DATASET ENTRIES Block Start

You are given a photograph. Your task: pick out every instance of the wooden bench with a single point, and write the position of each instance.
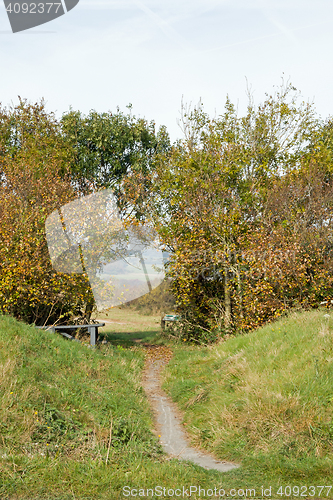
(92, 329)
(169, 317)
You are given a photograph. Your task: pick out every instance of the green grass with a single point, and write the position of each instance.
(58, 400)
(128, 328)
(264, 399)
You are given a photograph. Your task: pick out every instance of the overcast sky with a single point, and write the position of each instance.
(109, 53)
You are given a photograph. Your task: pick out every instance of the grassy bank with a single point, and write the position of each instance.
(264, 399)
(60, 403)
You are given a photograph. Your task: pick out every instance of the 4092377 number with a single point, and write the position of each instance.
(33, 8)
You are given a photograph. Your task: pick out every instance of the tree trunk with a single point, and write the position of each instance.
(227, 302)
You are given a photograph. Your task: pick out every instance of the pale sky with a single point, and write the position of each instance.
(109, 53)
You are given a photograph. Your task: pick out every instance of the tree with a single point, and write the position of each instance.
(108, 146)
(208, 195)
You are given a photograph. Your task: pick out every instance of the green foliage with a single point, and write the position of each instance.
(34, 182)
(107, 146)
(264, 397)
(231, 201)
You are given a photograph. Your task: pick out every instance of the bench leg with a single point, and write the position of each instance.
(93, 335)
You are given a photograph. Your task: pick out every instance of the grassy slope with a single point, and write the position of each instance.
(264, 399)
(57, 402)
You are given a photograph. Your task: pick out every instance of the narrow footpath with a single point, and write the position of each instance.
(167, 418)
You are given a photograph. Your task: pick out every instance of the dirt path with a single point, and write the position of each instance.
(167, 417)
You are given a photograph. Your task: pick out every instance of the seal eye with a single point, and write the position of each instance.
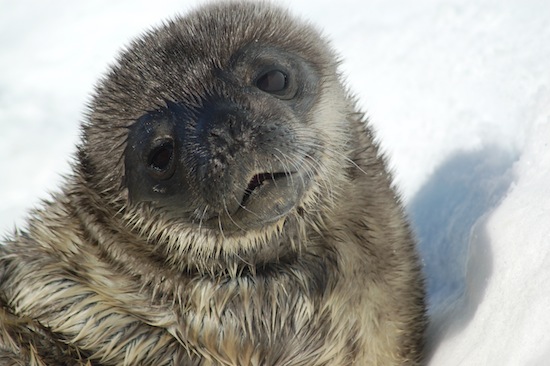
(274, 81)
(161, 159)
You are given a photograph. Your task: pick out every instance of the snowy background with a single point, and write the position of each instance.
(459, 92)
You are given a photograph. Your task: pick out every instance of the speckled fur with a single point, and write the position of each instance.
(93, 280)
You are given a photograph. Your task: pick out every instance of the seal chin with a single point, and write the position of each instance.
(268, 198)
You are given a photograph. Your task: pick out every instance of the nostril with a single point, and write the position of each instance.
(161, 159)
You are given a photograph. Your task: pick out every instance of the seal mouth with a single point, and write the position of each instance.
(260, 180)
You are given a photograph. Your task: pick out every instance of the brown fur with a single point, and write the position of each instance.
(102, 275)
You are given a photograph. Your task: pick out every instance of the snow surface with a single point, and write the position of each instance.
(458, 91)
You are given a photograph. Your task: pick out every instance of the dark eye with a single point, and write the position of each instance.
(161, 158)
(274, 81)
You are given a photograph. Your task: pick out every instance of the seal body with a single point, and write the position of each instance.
(228, 206)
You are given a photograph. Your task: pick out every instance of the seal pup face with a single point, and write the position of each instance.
(230, 131)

DATASET ENTRIES Block End

WHAT YOU WILL DO>
Only the lines from the one holding "the seal pup" through the end of the listing should appear in the response, each restated exactly.

EXERCISE ANSWER>
You are given a photograph. Your task: pick out every instance of the seal pup face with a single point, and write the position of each instance.
(230, 131)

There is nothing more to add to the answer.